(Point-per-instance localization data)
--------------------------------------------------
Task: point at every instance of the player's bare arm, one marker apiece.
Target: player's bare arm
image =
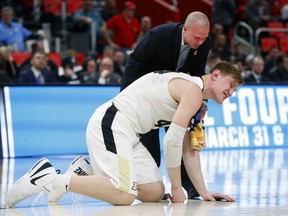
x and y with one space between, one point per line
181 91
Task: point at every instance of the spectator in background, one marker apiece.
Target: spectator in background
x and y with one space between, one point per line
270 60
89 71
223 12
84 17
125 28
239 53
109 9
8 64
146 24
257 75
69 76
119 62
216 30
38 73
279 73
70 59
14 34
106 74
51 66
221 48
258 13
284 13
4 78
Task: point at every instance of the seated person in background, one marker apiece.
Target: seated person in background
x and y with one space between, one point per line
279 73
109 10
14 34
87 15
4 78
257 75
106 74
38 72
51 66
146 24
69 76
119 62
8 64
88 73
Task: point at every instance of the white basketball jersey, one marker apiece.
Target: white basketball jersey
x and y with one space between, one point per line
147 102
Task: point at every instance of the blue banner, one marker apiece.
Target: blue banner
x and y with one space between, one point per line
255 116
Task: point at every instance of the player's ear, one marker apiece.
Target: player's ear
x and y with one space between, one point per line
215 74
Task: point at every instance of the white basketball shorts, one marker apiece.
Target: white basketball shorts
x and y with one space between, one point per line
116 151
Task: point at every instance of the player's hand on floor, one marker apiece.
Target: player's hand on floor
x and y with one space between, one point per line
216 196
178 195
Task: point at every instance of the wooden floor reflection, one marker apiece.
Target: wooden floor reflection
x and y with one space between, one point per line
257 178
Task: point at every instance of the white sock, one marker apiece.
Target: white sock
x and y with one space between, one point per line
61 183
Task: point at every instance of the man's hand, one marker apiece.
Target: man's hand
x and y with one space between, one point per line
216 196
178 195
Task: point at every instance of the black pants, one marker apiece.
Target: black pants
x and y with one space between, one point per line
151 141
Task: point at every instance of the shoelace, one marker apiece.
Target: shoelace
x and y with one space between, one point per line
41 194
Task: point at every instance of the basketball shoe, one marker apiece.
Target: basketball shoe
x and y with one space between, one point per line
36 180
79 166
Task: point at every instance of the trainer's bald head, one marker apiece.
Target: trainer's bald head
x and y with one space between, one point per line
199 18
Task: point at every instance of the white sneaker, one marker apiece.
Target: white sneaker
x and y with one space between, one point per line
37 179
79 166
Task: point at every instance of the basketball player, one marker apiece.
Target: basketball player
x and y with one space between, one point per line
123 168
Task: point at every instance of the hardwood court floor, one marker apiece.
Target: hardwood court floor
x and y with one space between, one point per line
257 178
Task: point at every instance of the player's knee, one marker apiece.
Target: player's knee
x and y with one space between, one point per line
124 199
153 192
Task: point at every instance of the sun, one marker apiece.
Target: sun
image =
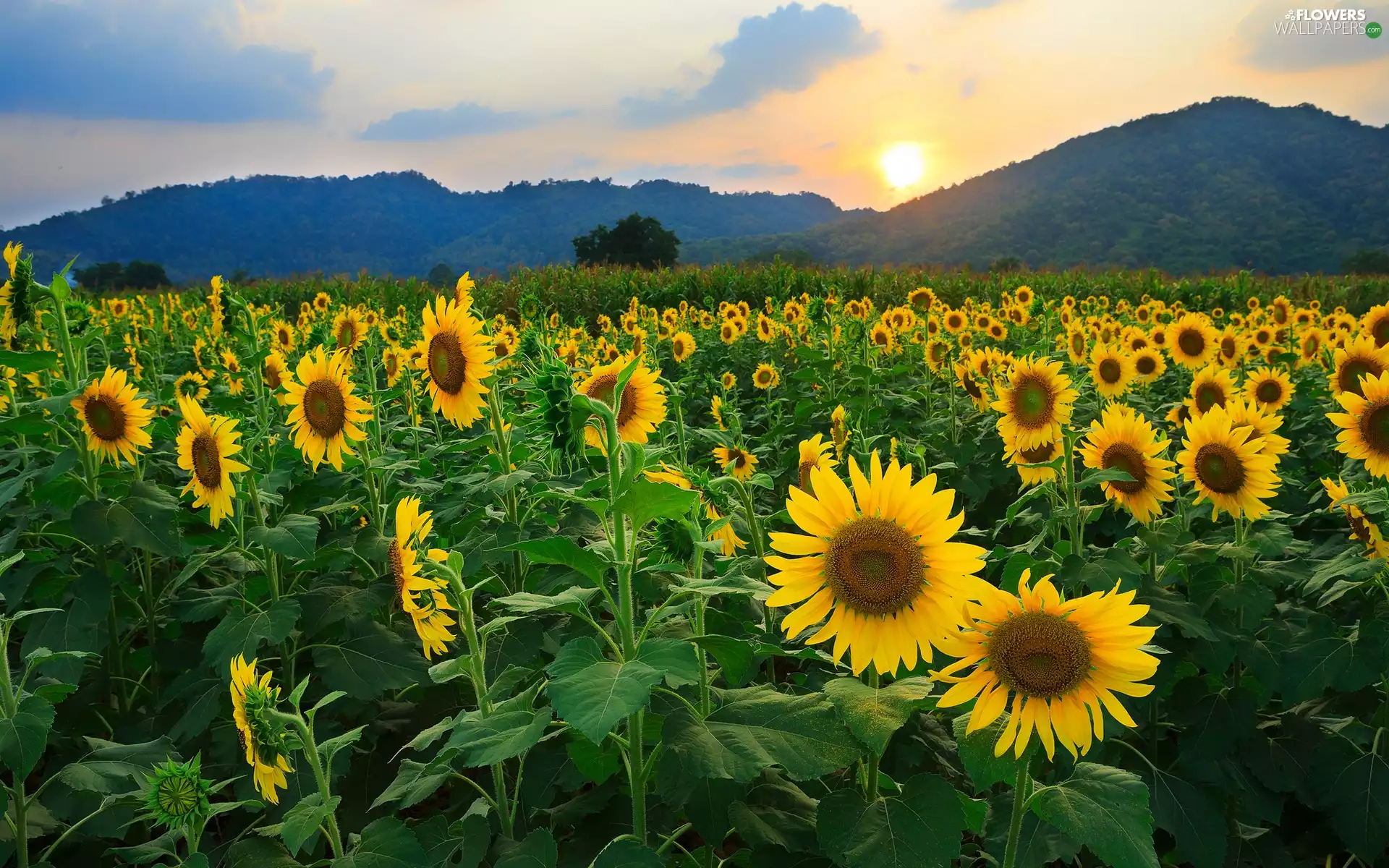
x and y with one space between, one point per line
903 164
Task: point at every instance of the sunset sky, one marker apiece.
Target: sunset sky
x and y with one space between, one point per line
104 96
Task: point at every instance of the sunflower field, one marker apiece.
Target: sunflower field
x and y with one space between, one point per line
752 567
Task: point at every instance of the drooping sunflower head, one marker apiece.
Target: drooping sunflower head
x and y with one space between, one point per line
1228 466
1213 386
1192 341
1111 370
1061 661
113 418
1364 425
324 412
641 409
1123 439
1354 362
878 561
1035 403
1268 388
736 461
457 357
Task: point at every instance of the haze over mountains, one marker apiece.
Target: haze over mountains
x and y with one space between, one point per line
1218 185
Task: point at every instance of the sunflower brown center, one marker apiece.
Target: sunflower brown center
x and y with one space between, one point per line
--------------------------------------------------
Return all records exactly; no pictures.

Task: point at every instance of the player's bare arm, one marker apiece.
Target: player's bare arm
image =
x and y with one space between, one point per line
181 91
Task: point at every instance of the spectator in background, one marker apiece.
Target: spectator in background
x and y with one space between, one point per line
270 60
89 71
223 12
84 17
125 28
239 53
109 9
8 64
146 24
257 75
69 76
119 62
216 30
38 73
279 73
70 59
14 34
106 74
51 66
221 48
258 13
284 13
4 78
Task: point at every instance of the seated person in background, one marker apiece.
Target: seated person in background
x and y with one space between, one point per line
279 73
109 10
14 34
87 15
4 78
257 75
106 74
38 72
51 66
146 24
69 76
119 62
8 64
88 73
Task: point at every instance of the white basketball jersey, one marker apiece.
Target: white basketball jersey
x and y with one space between, one point per line
147 102
Task: point at every instance of the blue banner, one marker apiece.
Target: blue banner
x and y with one space between, one point per line
255 116
Task: point at every instance of the player's ear, one marker apiece.
Target: player's ear
x and y with one space between, one point per line
215 74
Task: point at every instance of the white basketball shorts, one marker apiece.
Target: white basketball shorts
x and y with one space between, one point per line
116 151
Task: point at every instance of the player's hand on floor, one marker apiece.
Target: player's hand on floor
x and y with one space between, one point per line
216 196
178 195
Task: point at every instance of the wooden floor reflection, one marker apiece.
Target: wooden floor reflection
x and y with one space between, one point per line
257 178
Task: point at every instance of the white sock, one marker apiece.
Target: white sock
x and y with one space between, one point per line
61 183
Task: point at every instance of the man's hand, one marker apiece.
Target: man's hand
x and y with one space between, one point per line
216 196
178 195
Task: point at every instance of the black pants, one marker apiece.
Target: black pants
x and y with one space between, one point per line
151 141
Task: point at every instance of the shoelace, one marker apiece.
Target: shoelace
x and y with one space between, one point per line
41 194
Task: point at every instance of the basketball shoe, one marker apiece.
Target: basketball shoe
x and y with one space between, one point per line
36 180
79 166
Task: point at every instance of the trainer's bald head, one marker apiece.
Target: trainer's bald head
x and y with one space between, one point per line
199 18
Task: point at every instance of the white sneaker, one marker apiece.
Target: white sneaker
x and y with one space between, one point per line
37 179
79 166
Task: point at every instance of the basketball player, one marker apiece.
Target: basketball player
x and y with one space between, one point per line
123 168
Task: point at every instance of the hardwood court floor, one marker apiece.
Target: hardwood court floor
x and y with one space between, one point per line
257 178
Task: point at every instance of the player's knee, one marker apiece.
Target: player's knee
x and y with one space between, one point per line
124 199
153 192
Task: point at every instance of the sun, one marker apiece.
Target: sun
image =
x and y with one space between, one point per line
903 164
Task: point at every instance of the sunset sky, one marker apiece.
Target: sunset sky
x and y with one space between, one point per line
104 96
Task: point at every instance of the sunflower field, one marker apiece.
Target: sunflower field
x and y with one space between, one point per line
752 567
Task: point at every instance of the drooping sunflower head, one marker apiece.
Target: drooping sunflower head
x and y with one space between, one point per line
1228 466
1213 386
1192 341
1111 370
1061 661
113 418
1364 425
324 412
641 409
1123 439
1354 362
878 561
1035 403
1268 388
736 461
457 357
Task: point at every instance of the haze over mountains, one marker apiece.
Target: haze over mountains
x and y with one space between, one point per line
1218 185
Task: point at every instance of the sunflower brown center, one marker apiece.
Target: sunflower brown center
x and y with one space between, one point per line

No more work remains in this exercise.